Task instructions:
Please render the lines between the one holding "Where can the metal nozzle" and the one holding "x=420, y=194", inclusive, as a Markdown table with the columns Row and Line Text, numbering each row and leaving out blank lines.

Dataset entries:
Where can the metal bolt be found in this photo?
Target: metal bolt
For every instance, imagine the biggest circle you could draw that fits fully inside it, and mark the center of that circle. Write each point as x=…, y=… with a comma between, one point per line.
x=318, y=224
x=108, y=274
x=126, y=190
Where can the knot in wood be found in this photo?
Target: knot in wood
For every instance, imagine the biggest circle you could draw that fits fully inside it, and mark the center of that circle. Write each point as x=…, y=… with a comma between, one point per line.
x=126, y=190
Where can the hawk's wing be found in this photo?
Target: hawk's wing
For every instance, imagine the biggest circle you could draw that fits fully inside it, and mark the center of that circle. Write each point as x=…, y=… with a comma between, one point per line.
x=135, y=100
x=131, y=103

---

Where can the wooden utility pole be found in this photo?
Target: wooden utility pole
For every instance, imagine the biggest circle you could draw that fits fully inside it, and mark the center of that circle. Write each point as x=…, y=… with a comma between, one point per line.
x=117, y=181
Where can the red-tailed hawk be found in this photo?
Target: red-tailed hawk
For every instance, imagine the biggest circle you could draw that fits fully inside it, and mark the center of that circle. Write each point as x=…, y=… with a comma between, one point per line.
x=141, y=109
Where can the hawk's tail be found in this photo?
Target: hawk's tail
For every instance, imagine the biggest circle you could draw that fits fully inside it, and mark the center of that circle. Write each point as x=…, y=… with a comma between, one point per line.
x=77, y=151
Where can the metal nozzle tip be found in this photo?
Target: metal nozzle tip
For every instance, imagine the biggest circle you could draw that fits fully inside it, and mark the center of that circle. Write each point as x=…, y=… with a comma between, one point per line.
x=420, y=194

==

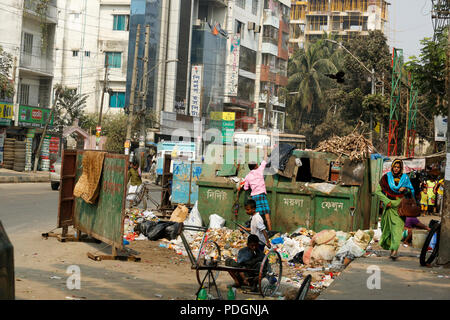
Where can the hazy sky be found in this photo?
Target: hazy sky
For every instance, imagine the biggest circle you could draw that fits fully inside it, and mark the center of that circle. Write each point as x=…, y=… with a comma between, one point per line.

Exercise output:
| Row | Line Text |
|---|---|
| 1 | Where can the metal nozzle tip be found in this photo? |
| 2 | Target: metal nozzle tip |
| 3 | For every instance, imagine the biggest circle you could draw that fits fully inside it, and mark the center of that circle. Write each point as x=…, y=… with a comma between, one point per line. |
| 4 | x=420, y=194 |